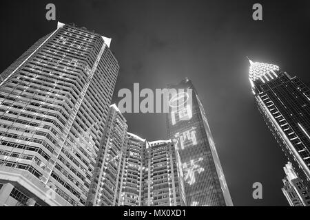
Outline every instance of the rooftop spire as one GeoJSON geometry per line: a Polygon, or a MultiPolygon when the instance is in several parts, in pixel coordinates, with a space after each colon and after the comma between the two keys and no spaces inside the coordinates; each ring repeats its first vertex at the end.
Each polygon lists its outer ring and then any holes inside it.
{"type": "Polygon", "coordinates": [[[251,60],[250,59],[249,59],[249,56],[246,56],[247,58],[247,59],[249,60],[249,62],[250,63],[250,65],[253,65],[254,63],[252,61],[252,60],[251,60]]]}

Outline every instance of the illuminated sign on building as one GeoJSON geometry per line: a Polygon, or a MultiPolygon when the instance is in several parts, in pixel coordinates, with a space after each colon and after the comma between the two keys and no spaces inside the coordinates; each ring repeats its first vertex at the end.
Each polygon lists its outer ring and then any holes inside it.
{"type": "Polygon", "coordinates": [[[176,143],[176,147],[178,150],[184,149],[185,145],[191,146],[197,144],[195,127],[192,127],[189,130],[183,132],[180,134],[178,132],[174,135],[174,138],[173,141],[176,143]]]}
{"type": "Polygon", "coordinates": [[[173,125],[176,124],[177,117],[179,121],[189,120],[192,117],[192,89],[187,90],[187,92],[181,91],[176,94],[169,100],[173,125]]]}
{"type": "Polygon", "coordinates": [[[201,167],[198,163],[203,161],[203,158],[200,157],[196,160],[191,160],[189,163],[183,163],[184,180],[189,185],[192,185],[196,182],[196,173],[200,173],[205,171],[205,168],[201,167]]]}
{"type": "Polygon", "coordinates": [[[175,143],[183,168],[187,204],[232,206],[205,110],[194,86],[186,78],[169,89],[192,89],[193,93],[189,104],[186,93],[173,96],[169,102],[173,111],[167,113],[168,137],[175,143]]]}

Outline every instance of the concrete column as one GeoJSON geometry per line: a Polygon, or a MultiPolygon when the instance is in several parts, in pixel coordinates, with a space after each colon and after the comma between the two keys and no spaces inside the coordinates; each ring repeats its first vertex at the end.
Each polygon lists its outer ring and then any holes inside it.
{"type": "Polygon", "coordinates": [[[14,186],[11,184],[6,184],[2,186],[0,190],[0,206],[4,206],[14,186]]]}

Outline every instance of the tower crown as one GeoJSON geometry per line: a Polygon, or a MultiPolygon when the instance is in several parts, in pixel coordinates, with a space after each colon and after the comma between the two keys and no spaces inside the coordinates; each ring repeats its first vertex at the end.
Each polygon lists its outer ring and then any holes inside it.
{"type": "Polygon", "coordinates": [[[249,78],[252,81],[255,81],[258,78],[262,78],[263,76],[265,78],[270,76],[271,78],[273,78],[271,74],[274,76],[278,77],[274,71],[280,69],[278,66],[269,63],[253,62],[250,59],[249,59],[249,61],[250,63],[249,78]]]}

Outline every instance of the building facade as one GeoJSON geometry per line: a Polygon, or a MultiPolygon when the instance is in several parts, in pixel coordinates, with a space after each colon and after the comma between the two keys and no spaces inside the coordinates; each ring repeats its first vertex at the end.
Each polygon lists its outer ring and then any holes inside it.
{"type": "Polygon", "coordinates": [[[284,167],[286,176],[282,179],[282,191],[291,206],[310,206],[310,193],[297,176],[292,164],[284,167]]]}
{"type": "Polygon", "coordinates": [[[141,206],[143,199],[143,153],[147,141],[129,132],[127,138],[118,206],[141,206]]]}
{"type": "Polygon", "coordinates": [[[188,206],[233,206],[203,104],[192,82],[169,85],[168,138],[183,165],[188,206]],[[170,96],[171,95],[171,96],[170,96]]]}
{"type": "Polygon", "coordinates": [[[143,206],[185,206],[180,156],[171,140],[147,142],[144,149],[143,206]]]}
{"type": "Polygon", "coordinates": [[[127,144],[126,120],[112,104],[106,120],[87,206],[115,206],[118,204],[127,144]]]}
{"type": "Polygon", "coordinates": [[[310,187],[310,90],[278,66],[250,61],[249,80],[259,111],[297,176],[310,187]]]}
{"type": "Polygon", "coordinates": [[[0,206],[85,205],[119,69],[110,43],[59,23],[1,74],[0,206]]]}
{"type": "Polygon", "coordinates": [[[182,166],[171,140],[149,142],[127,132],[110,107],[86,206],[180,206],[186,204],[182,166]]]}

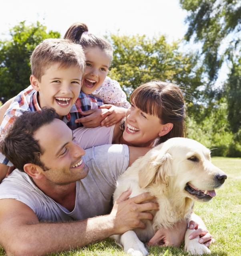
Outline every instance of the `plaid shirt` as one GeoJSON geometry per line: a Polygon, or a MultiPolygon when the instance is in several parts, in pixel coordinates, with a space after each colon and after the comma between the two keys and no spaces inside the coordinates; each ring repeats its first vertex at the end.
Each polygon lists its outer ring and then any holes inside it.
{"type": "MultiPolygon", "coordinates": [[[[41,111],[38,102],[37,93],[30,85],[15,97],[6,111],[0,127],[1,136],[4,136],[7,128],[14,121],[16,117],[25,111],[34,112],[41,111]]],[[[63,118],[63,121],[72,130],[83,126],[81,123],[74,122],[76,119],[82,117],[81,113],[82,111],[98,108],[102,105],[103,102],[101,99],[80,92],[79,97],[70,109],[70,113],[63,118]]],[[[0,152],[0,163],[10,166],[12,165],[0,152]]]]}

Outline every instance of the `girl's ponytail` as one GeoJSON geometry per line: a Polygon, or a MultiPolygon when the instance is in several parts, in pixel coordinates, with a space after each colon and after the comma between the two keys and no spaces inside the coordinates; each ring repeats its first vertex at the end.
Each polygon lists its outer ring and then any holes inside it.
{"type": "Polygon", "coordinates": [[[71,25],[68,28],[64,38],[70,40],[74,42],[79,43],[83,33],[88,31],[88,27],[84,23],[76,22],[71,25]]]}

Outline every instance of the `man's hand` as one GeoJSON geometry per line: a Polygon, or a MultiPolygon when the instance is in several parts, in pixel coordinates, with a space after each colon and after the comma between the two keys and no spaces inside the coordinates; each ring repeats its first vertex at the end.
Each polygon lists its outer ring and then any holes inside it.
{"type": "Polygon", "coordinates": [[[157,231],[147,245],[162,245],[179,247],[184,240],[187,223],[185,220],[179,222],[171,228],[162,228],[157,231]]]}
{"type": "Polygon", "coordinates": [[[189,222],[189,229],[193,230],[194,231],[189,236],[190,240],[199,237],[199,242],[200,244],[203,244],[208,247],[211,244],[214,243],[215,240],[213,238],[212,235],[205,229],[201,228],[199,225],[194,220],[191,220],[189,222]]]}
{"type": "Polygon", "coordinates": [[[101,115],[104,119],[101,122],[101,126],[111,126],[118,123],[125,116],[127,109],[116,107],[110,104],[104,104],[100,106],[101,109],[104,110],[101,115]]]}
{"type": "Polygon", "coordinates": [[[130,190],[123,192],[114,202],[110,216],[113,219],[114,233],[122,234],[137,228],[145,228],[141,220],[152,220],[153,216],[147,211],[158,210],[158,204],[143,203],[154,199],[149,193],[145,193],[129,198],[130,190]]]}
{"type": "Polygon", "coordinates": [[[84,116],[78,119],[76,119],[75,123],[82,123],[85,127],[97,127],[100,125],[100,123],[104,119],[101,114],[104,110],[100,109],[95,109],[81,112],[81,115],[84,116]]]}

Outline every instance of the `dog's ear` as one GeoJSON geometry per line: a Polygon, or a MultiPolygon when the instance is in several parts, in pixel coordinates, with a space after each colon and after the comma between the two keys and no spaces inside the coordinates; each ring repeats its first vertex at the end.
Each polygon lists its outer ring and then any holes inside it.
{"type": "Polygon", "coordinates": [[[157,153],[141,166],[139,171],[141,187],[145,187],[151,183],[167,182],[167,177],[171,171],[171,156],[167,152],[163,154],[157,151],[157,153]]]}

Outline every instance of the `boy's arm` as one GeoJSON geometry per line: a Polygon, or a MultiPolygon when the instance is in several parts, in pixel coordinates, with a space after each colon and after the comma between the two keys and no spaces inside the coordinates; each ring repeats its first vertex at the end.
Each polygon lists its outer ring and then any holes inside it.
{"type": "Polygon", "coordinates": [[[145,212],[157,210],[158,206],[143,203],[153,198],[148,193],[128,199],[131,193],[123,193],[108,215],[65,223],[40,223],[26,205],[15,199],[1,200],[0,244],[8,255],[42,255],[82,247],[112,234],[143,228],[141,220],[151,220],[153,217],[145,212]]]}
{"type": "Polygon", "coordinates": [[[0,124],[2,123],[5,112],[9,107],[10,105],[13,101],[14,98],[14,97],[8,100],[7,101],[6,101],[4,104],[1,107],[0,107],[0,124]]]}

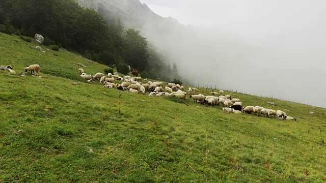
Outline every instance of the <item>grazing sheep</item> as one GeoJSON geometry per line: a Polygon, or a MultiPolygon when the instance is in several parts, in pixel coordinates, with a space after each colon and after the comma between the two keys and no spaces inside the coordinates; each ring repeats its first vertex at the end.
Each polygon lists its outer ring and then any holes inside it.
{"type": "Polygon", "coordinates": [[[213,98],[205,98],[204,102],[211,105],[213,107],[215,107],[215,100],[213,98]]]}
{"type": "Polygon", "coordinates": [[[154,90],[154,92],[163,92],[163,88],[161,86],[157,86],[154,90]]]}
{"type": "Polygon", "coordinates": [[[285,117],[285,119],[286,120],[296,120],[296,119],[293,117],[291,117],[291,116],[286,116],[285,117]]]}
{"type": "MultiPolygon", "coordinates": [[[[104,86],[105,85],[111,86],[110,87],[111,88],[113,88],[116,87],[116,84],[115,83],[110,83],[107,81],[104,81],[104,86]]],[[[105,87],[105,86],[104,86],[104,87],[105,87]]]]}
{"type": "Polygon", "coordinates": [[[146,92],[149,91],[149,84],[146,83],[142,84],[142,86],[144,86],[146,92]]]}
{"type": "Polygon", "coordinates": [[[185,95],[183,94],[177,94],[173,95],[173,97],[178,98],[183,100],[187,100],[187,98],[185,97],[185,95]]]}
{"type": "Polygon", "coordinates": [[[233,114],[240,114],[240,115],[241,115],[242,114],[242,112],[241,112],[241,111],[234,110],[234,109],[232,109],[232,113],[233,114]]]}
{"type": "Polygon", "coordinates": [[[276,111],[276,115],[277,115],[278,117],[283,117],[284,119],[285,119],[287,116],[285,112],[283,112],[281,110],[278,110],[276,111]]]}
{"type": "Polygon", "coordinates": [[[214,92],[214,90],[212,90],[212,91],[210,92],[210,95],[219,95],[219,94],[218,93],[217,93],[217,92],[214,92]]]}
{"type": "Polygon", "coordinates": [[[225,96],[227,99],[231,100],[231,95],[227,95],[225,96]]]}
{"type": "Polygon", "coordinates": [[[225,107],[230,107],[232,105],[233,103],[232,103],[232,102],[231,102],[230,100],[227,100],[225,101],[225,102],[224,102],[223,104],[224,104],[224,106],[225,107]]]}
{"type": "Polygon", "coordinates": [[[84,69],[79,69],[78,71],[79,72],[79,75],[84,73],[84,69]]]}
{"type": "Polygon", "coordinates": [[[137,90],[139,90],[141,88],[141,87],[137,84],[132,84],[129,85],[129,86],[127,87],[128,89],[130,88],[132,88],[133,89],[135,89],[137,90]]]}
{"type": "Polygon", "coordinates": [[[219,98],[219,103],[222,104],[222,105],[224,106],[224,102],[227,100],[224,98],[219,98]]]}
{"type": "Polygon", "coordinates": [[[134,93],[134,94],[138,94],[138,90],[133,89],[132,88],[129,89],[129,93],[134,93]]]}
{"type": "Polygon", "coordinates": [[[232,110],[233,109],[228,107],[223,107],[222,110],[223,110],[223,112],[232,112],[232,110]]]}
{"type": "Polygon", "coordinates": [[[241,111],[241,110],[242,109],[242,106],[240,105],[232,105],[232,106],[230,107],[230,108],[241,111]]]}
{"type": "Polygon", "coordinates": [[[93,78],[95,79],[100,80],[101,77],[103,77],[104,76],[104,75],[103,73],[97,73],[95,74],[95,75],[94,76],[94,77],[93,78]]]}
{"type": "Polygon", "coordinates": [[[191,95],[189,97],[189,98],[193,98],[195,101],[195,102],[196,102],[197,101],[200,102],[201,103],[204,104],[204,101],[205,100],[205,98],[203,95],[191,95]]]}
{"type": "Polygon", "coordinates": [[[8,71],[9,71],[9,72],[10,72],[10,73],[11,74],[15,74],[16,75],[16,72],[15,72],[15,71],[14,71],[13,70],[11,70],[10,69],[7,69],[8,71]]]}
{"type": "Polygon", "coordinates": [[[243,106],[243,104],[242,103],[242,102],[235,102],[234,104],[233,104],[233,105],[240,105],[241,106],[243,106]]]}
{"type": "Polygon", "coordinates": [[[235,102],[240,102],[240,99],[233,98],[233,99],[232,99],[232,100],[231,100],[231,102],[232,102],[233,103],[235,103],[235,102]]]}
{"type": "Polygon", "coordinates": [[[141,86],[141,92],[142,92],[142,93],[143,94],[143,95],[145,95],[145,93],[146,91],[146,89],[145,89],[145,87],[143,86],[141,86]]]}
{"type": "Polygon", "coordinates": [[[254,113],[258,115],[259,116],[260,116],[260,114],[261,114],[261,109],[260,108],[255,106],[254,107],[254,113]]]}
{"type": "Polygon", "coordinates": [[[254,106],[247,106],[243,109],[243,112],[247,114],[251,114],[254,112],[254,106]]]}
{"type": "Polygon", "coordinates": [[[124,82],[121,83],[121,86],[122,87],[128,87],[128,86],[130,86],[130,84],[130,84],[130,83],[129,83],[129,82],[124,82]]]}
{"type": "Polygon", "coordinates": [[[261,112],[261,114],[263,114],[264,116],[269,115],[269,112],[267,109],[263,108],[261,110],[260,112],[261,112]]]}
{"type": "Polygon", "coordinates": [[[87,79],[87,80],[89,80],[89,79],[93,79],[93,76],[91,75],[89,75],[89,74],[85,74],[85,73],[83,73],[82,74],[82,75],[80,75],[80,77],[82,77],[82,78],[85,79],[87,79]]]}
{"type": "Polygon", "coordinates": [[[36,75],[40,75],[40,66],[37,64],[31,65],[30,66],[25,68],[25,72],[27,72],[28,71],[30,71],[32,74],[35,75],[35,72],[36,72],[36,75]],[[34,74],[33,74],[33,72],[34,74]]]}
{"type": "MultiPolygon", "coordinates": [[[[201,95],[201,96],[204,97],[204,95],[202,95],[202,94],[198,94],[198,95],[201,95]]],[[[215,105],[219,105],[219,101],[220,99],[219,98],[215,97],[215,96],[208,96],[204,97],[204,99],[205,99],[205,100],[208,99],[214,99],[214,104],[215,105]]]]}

> **Given request**
How many lines in the records above contain the string "building"? Reply with the number alone.

> **Finished task**
2